(Directions for this task): What follows is a set of records, each of which is to be written out exactly.

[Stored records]
• • •

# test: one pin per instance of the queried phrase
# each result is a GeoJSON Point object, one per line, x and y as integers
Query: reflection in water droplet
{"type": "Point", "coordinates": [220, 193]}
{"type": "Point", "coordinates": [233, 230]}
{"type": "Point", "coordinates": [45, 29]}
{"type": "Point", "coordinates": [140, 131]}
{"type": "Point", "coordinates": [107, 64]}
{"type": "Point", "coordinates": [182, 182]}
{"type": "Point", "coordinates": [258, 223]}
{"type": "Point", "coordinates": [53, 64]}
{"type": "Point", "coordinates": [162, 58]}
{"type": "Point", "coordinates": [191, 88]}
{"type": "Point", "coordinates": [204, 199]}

• • •

(Result of the task):
# test: one pin per instance of the queried phrase
# each result is a GeoJSON Point object, one per line, x and y as integers
Query: reflection in water droplet
{"type": "Point", "coordinates": [220, 193]}
{"type": "Point", "coordinates": [233, 230]}
{"type": "Point", "coordinates": [45, 29]}
{"type": "Point", "coordinates": [140, 131]}
{"type": "Point", "coordinates": [107, 64]}
{"type": "Point", "coordinates": [182, 182]}
{"type": "Point", "coordinates": [258, 223]}
{"type": "Point", "coordinates": [53, 64]}
{"type": "Point", "coordinates": [162, 58]}
{"type": "Point", "coordinates": [191, 88]}
{"type": "Point", "coordinates": [204, 199]}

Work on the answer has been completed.